> _Source records_
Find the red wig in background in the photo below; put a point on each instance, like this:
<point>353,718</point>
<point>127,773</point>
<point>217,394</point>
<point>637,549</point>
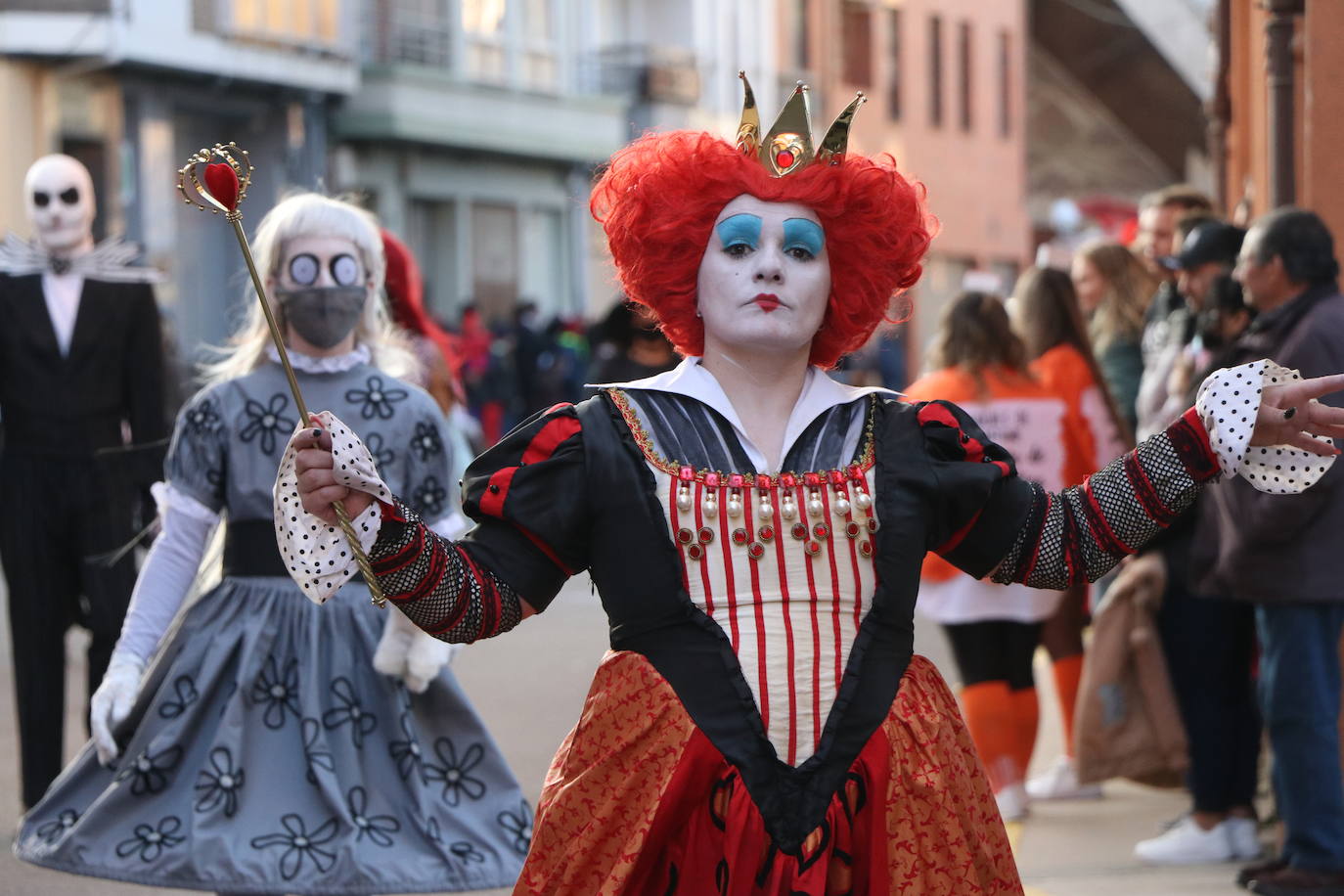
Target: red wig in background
<point>406,299</point>
<point>658,198</point>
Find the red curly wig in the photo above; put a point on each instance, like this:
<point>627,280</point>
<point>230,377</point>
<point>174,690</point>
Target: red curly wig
<point>658,198</point>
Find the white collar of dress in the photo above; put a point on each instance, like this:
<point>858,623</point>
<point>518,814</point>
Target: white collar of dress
<point>819,395</point>
<point>333,364</point>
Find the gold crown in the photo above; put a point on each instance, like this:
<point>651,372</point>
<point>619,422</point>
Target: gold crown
<point>787,147</point>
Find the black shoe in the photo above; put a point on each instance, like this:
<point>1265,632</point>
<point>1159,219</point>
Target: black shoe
<point>1298,881</point>
<point>1250,872</point>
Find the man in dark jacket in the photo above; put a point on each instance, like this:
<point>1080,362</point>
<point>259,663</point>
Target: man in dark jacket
<point>82,398</point>
<point>1285,555</point>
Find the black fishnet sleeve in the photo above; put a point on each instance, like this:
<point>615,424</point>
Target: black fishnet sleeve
<point>1080,533</point>
<point>435,583</point>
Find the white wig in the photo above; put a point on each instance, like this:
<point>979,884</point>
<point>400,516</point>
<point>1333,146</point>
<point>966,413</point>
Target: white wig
<point>306,214</point>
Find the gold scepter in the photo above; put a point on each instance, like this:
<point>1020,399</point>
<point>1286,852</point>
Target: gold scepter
<point>226,186</point>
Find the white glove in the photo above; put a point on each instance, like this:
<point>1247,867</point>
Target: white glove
<point>112,702</point>
<point>409,653</point>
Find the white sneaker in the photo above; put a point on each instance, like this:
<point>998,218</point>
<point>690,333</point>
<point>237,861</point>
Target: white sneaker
<point>1012,802</point>
<point>1187,844</point>
<point>1243,835</point>
<point>1060,782</point>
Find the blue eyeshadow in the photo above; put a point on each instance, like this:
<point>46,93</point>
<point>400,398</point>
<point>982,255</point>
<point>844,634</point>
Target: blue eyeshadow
<point>800,233</point>
<point>739,230</point>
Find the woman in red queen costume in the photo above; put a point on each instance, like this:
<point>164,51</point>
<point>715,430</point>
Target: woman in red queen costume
<point>755,531</point>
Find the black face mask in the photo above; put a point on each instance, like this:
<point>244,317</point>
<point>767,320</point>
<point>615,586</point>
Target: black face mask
<point>323,315</point>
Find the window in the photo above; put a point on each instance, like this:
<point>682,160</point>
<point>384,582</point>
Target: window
<point>495,259</point>
<point>431,233</point>
<point>895,60</point>
<point>935,71</point>
<point>541,68</point>
<point>965,72</point>
<point>801,58</point>
<point>856,43</point>
<point>1005,83</point>
<point>293,22</point>
<point>484,25</point>
<point>414,31</point>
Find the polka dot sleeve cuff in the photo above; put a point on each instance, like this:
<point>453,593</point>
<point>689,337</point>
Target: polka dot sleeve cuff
<point>317,555</point>
<point>1228,403</point>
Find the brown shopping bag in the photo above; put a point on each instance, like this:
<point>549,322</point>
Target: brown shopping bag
<point>1128,722</point>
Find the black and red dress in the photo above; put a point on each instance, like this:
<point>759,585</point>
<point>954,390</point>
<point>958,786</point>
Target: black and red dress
<point>761,724</point>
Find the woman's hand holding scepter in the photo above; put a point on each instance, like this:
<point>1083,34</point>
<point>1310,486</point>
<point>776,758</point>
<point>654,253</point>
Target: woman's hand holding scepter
<point>223,188</point>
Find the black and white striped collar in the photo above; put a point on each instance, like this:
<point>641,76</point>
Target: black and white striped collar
<point>820,394</point>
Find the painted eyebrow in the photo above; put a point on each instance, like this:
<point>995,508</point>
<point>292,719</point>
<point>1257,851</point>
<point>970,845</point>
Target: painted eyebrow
<point>739,230</point>
<point>808,234</point>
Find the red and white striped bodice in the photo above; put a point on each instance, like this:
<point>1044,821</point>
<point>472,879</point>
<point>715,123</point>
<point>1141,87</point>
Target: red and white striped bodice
<point>784,564</point>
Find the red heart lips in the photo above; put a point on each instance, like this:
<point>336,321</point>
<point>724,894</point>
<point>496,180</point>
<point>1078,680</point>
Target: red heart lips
<point>222,183</point>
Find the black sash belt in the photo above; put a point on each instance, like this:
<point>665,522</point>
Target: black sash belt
<point>250,550</point>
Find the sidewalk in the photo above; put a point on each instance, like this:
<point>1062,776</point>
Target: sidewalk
<point>530,687</point>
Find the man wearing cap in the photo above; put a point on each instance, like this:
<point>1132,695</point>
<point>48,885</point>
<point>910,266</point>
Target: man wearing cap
<point>1207,251</point>
<point>1207,640</point>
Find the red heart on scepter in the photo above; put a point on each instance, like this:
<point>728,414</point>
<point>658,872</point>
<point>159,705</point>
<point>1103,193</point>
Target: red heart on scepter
<point>222,183</point>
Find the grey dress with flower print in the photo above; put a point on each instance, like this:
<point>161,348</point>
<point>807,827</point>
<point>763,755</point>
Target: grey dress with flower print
<point>265,754</point>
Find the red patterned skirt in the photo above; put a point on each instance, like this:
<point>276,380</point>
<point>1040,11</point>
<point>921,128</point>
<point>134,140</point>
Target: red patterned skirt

> _Problem_
Copy the data from the line containing "Find the black face" through the line containing "<point>820,394</point>", both included, and add 19 to both numbers in each answer coordinate listed under a "Target:" line. Keep every other line as it is, including the sample points under each request.

> _Solution to the problem_
Find the black face mask in the photo above; put a point on each instance, like this:
<point>244,317</point>
<point>767,320</point>
<point>615,586</point>
Target: black face mask
<point>342,334</point>
Find the window in the photo above; put a point on each instance, like this:
<point>682,160</point>
<point>384,582</point>
Target: window
<point>514,278</point>
<point>450,252</point>
<point>914,79</point>
<point>954,90</point>
<point>560,87</point>
<point>984,91</point>
<point>820,77</point>
<point>875,62</point>
<point>1024,102</point>
<point>312,41</point>
<point>503,44</point>
<point>433,50</point>
Find the polka dot sleeve cuff in the photo above; put a point on each instance, like this:
<point>453,593</point>
<point>689,337</point>
Target: polka dot sleeve cuff
<point>336,574</point>
<point>1247,422</point>
Find the brown shopping bag in the photo above; put a point on each instance, like this:
<point>549,322</point>
Target: brown shopping bag
<point>1147,741</point>
Find the black and red dress in the photo above; put a point on each instance, like this:
<point>759,585</point>
<point>954,390</point>
<point>958,786</point>
Target: black and red dress
<point>780,743</point>
Find the woman's hand holding scepter in the photo above; put a point on each instance, like this:
<point>1083,34</point>
<point>1310,486</point>
<point>776,758</point>
<point>654,253</point>
Target: woman's hand holding scepter
<point>242,207</point>
Find the black and white striped collar in the photo above; put a point on each instance, like this:
<point>641,76</point>
Target: black and white striped collar
<point>839,413</point>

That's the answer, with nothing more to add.